BEGIN Given information
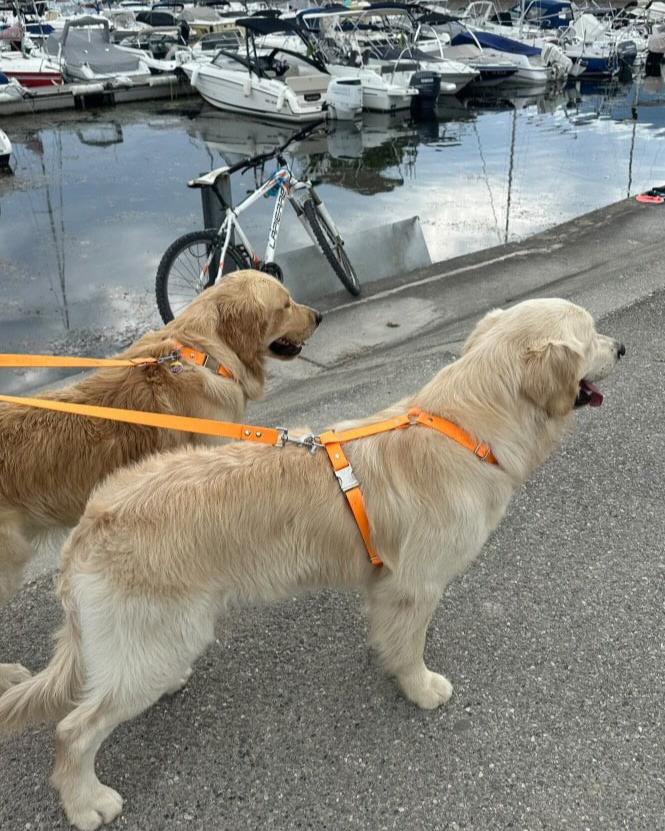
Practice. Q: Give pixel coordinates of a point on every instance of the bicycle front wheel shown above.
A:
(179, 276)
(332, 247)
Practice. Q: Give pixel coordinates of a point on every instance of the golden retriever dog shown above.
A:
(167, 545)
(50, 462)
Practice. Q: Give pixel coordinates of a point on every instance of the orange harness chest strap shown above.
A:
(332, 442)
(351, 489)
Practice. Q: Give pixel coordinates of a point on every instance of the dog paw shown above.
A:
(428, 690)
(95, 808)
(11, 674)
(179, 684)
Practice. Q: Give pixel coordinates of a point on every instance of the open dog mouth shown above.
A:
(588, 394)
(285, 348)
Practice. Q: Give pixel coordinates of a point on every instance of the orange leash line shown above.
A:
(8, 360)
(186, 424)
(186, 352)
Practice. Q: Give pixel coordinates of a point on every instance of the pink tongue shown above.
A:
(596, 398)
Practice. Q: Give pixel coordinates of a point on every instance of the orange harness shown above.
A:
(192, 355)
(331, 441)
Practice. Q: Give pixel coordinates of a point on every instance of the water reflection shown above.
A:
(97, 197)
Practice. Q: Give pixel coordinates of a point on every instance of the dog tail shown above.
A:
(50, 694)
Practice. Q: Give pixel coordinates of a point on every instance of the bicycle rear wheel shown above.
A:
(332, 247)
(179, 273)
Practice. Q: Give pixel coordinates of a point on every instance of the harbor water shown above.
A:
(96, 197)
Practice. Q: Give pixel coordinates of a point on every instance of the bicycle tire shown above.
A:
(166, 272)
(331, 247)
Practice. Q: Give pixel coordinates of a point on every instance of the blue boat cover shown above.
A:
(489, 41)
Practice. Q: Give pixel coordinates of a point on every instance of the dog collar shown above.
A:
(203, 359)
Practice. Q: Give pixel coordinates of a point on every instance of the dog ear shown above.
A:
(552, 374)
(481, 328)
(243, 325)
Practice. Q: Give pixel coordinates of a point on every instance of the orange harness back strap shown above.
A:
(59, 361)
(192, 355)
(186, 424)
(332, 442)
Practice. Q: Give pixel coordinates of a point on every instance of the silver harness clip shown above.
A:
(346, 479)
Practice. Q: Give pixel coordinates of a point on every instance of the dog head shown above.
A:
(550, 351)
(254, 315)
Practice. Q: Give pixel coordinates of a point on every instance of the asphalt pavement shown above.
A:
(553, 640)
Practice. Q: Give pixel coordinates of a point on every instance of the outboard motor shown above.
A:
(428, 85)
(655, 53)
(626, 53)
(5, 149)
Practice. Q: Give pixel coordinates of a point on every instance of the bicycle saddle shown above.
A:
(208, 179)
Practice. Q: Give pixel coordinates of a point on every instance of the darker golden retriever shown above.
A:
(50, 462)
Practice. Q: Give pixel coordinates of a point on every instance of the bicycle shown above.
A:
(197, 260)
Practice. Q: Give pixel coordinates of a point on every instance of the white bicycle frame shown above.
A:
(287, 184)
END Given information
■ Directions for this task ■
Each line of the listing above belongs in the answer exactly as written; the pictures do not.

■ Output of the task ■
Practice. Q: Give pixel coordinates of a point on every instance of the bicycle front wheel shown above.
A:
(179, 276)
(332, 247)
Practice. Q: Give pixel coordinates of a point on every instance of the golden retriever dog shown above.
A:
(167, 545)
(50, 462)
Practice. Q: Give pixel coordinates of a point on every instance of the orange harness chest strap shown above.
A:
(332, 442)
(351, 489)
Practice. Q: Give pixel coordinates of a point on every instance of the dog paw shown above.
A:
(428, 690)
(95, 808)
(11, 674)
(179, 684)
Practice. Q: Give pixel coordinates of a point on every instance of the open dog mouth shown above.
A:
(588, 394)
(285, 348)
Practice. Q: Give pixel coordinates of a point on every instance of the orange leash line shown above.
A:
(8, 360)
(186, 424)
(186, 352)
Practice. Q: Give pixel coordinates of a point on every instance of the pink tongue shown above.
A:
(596, 398)
Practice. Q: Give pixel coordinates of a point on every instance of the orange harness shown above.
A:
(192, 355)
(331, 441)
Practice. Q: Give pixel coordinates of a point on every instance of the water reflection shown above.
A:
(97, 197)
Practice. Q: Give pixel coordinates of a point on every instance of the dog tail shown above.
A:
(50, 694)
Practice. Q: Give pixel coordinates of a point on every instance of the bicycle rear wheel shown above.
A:
(332, 247)
(179, 273)
Practice. Q: Give pixel coordinates of a point on every instance of the harbor water shown above.
A:
(96, 197)
Practice. Q: Give pixel coordinates of a point on every instance of the bicycle tire shown above.
A:
(166, 272)
(331, 247)
Practice. Q: Give pixel coordinates of a point on every instance of the blue boat cover shown above.
A:
(489, 41)
Practice. Q: Give pixel coordinates of a point on every instance of the dog collar shown above.
A:
(203, 359)
Practice. Q: Give pixel coordinates of a point on every instance of the dog ear shown above.
A:
(552, 374)
(481, 328)
(243, 325)
Practice. Q: Give pixel coordinates of a point on every instance of the orange harness back strap shown above.
A:
(59, 361)
(192, 355)
(186, 424)
(332, 442)
Practice. Q: Give pixel coordinates of a point on every instance of the silver harness clip shown above.
A:
(346, 479)
Practice. Q: Give pixel coordinates of a point on every instance of the dog head shown above.
A:
(550, 351)
(254, 315)
Practice. Q: Give pixel coordinates of a point on every instance of the asphalt pavement shown above.
A:
(553, 640)
Practice. Q: Give pixel coordinates of a point on every instance of the outboard motor shown above.
A:
(428, 85)
(655, 53)
(626, 53)
(5, 149)
Practice. Q: Give pixel coordinates of a point on every instance of the bicycle saddle shown above.
A:
(208, 179)
Practice. Q: Give pixel coordinates of a point on every instance of the darker golden retriever shown above.
A:
(50, 462)
Practice. Q: Give pixel coordinates of a point on every instance of the bicycle shown above.
A:
(197, 260)
Practice. Q: Give pixel coordinates of a point on every instance of the white bicycle frame shown above.
A:
(287, 184)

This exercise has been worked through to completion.